▸ TASK BRIEF:
Please render only the lines of the records starting at the one containing "Each instance of the green leaves" and ending at the end of the records as a JSON list of strings, one string per line, with blank lines omitted.

▸ STORED RECORDS:
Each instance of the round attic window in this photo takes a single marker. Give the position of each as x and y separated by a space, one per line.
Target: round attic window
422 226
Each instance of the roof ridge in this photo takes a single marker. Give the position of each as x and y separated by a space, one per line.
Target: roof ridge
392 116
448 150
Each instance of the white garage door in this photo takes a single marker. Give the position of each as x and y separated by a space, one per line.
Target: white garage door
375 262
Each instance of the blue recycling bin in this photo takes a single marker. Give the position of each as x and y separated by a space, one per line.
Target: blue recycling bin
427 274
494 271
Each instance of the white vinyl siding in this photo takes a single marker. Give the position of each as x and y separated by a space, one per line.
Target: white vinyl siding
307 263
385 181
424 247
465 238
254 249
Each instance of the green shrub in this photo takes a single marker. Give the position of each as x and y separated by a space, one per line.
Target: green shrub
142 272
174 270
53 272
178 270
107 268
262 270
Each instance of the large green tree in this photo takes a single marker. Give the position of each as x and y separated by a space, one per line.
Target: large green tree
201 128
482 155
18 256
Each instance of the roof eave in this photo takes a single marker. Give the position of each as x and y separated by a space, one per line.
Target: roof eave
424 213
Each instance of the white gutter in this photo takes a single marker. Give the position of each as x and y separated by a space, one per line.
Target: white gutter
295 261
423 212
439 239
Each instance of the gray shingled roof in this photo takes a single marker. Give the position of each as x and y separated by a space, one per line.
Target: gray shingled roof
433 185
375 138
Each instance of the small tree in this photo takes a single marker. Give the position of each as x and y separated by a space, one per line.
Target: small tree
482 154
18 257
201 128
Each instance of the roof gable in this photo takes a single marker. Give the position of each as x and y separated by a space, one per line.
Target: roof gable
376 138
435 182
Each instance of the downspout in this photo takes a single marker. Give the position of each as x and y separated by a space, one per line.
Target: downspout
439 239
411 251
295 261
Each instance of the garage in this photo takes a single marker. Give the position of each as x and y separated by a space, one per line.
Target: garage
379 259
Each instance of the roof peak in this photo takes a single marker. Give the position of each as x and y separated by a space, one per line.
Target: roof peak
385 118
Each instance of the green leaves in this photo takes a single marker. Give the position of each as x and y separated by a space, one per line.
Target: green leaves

▸ WRITTEN ANSWER:
[
  "Each instance of the green leaves in this photo takes a single marker. Give the position of each as x and y separated by a space, one per line.",
  "Target: green leaves"
]